▶ _Exercise task_
Copy out the final stretch of the listing: the line that contains "For every instance of the wooden baseboard" and all lines after it, exactly as they appear.

▶ _Records_
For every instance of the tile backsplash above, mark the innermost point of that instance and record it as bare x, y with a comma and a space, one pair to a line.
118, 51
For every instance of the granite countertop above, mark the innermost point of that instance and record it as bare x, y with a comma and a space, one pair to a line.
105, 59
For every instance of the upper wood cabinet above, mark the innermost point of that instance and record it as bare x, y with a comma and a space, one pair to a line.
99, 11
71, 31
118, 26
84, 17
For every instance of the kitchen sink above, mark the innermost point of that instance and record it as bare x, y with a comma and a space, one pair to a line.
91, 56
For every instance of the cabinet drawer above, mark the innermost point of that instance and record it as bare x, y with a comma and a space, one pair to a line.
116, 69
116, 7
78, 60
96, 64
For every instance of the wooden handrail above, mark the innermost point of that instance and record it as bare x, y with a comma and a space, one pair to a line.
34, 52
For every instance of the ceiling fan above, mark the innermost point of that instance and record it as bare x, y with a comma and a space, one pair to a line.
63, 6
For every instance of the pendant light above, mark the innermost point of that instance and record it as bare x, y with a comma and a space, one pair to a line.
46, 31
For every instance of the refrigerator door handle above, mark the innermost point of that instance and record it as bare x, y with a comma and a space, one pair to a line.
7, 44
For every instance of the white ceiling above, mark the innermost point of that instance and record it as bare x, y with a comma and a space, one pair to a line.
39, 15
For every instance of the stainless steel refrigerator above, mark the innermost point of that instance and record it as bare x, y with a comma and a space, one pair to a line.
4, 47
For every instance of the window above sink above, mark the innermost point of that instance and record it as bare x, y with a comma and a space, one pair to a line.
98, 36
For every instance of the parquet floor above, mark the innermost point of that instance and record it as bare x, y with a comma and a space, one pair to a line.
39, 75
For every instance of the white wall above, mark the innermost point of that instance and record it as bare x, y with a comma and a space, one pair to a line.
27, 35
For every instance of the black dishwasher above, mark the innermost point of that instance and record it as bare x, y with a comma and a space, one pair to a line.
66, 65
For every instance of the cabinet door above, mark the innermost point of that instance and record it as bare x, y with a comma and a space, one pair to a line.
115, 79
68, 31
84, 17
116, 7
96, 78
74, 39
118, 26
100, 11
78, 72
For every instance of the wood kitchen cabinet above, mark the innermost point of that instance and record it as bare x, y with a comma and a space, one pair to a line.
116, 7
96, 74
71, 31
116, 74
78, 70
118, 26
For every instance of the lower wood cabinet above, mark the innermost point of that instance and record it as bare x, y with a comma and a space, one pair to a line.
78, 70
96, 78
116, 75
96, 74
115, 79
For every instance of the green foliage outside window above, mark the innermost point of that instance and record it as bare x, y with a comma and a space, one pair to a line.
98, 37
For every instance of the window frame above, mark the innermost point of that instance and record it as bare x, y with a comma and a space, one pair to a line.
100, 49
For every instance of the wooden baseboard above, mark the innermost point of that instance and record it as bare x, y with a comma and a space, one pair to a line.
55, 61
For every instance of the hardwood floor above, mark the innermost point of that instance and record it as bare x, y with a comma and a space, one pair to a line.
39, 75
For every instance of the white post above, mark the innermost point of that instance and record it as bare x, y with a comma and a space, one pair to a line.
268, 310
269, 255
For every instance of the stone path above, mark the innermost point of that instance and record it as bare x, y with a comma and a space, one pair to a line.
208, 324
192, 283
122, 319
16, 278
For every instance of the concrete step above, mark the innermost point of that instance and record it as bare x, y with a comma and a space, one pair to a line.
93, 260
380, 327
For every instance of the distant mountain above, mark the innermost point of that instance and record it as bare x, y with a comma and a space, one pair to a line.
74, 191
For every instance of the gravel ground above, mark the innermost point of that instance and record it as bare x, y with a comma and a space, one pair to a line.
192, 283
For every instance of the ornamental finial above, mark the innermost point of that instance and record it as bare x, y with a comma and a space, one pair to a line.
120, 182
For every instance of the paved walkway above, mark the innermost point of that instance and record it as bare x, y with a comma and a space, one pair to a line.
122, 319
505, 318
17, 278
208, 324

▶ _Full answer_
For every instance of the wooden baseboard above, mark the innermost point of that instance and record it as bare x, y with a comma and a space, one pair to a line.
55, 61
For every instance of the hardwood floor above, mark the innermost point of that instance and record it as bare x, y with a comma and a space, one pair to a line.
39, 75
For every instance of the white post above, mark the innermost point of that instance and record it as bare x, y with a comma and a space, one pair to a line.
268, 310
269, 255
For every instance of the stone path above, mark the innermost point of that instance and record it as bare x, y with a comma and a space, one pair to a line.
208, 324
192, 283
122, 319
16, 278
For every instance of the concrete step above, mark the innermost point of that instance and record it as bare x, y with a comma and a space, one pair to a line.
93, 260
380, 327
For every instance of the distant mountain above, mark the innermost point of that instance and record it as bare x, y with a comma and a space, one pair to a line.
74, 191
For every instance of the gravel ground above, mark the innermost point of that instance and record it as bare x, y with a comma and a space, one pair to a line.
192, 283
For every instance of the ornamental finial above, mark the innermost point of that instance and record it as bare x, y with a comma and a space, one pair to a line.
120, 182
For every instance of the paved walkway above, mark the innermost point of that instance and record it as bare x, y with a comma and a space, one pair to a line.
122, 319
505, 318
17, 278
208, 324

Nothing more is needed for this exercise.